◆ Texte présenté:
------

Par Mariane Sawan, Doctorante et co-chercheuse, Science, technologie et société, UQÀM, CIRST
Coïncidence ! J’ai été appelée à rédiger cet article une soirée où ma fille, 14 ans et demi (et j’insiste sur le demi !!) « chattait ». Ses examens approchent, mais elle est sûre et certaine d’avoir « parfaitement accompli » ses devoirs et études ! Une nouvelle photo de profil est affichée sur Facebook avec effervescence et réveille les sens puis fait couler l’encre digitale pour des minutes et des heures d’insouciance ! Je jette un coup d’œil sur les commentaires, bien que « relativement respectueux », un brin osés mais « cool » et du type « genre, tsé, lol, omg, tc, plus sexy que…, beau …, ne devrais-tu pas… ?... », je ressens une certaine nausée et je me dirige en urgence vers mon bouquin de méditation. Ou serait-ce une séance de yoga intense ce soir, en guise de préparation de la leçon, à répéter encore et encore !
….Pour faire une histoire courte, et faire suite aux articles et entrevues que Familléduc et ses experts avaient offerts sur le sujet, des questions s’imposent et se reposent :
1- Où en est-on avec cette liberté d’expression, ou plutôt avec cette libéralisation et libertinage numérique ? En vérité, qu’est-ce que « liberté d’expression » pour nous, mais aussi pour nos ados ? La comprennent-ils vraiment ? Pourquoi insistent-ils à s’exprimer ainsi ?
Nous connaissons déjà les risques et les impacts négatifs possibles, même si involontaires : intimidation, discrimination, irrespect, diffamation, gros mots… Mais comment agir ? Les balises existeraient-elles au niveau familial, social, politique ou institutionnel ?

------

Entrées de données extraites
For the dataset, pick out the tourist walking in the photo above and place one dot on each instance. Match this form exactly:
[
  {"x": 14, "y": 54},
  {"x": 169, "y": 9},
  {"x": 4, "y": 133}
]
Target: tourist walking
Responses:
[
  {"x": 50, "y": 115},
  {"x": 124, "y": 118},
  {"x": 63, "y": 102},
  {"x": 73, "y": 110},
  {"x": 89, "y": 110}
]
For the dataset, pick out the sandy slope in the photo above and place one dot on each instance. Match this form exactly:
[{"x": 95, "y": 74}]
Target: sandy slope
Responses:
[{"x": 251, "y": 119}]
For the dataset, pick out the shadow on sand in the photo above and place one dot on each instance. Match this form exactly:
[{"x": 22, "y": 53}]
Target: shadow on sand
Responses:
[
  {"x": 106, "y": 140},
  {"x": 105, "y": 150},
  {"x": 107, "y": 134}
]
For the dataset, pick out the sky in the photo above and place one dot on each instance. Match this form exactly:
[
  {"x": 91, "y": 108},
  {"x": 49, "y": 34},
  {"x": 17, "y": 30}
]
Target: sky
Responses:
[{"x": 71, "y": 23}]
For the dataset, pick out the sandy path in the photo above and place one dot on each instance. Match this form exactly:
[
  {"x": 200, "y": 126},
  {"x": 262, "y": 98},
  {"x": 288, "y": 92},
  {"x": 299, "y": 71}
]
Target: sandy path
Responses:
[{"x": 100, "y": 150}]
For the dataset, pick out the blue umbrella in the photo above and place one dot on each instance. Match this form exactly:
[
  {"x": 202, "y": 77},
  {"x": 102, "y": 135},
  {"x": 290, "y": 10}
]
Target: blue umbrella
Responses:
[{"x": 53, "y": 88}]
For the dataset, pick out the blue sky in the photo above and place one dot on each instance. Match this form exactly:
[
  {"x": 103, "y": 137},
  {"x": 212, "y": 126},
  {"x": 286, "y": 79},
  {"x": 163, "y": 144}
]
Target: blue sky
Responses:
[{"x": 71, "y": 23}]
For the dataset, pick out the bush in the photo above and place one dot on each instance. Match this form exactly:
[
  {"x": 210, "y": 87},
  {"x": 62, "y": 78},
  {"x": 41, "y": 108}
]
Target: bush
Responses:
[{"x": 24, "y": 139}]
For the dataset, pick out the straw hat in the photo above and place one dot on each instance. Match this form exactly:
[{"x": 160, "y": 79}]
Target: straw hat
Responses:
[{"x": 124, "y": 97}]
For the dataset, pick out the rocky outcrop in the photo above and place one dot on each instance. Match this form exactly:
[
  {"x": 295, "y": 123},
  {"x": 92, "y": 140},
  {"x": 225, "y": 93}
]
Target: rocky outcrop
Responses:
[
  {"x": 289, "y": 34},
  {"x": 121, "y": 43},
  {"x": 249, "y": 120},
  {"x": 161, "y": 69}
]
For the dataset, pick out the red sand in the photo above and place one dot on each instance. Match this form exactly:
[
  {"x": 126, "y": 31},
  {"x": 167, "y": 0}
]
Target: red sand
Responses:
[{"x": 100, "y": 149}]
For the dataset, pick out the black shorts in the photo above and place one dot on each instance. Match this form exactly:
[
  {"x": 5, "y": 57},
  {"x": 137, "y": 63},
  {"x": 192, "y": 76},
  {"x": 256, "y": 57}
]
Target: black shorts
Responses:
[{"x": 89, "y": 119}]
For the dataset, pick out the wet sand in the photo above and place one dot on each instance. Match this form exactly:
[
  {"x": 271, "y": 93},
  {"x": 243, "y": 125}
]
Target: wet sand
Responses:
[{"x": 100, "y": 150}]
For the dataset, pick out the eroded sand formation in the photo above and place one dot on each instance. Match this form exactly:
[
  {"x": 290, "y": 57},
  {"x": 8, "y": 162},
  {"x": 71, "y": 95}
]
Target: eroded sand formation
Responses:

------

◆ Tâches à réaliser:
• A. Indiquez si chacune des affirmations suivantes concorde avec le texte sur la liberté d'expression numérique, en répondant par oui ou par non et en citant fidèlement les mots du texte qui tranchent : (i) la fille mentionnée a quatorze ans et demi ; (ii) les examens de la fille sont déjà passés ; (iii) la nouvelle photo de profil est publiée sur Instagram.
• B. Recopiez sans rien modifier les lignes des enregistrements, de la ligne qui contient « For the dataset, pick out the wet » jusqu'à la fin des enregistrements, les deux bornes comprises.
Le texte et les enregistrements n'ont aucun lien entre eux.

◆ Réponses dans l'ordre:
• A.
(i) Oui : « ma fille, 14 ans et demi »
(ii) Non : « Ses examens approchent »
(iii) Non : « Une nouvelle photo de profil est affichée sur Facebook »

• B.
For the dataset, pick out the wet sand in the photo above and place one dot on each instance. Match this form exactly:
[
  {"x": 271, "y": 93},
  {"x": 243, "y": 125}
]
Target: wet sand
Responses:
[{"x": 100, "y": 150}]
For the dataset, pick out the eroded sand formation in the photo above and place one dot on each instance. Match this form exactly:
[
  {"x": 290, "y": 57},
  {"x": 8, "y": 162},
  {"x": 71, "y": 95}
]
Target: eroded sand formation
Responses:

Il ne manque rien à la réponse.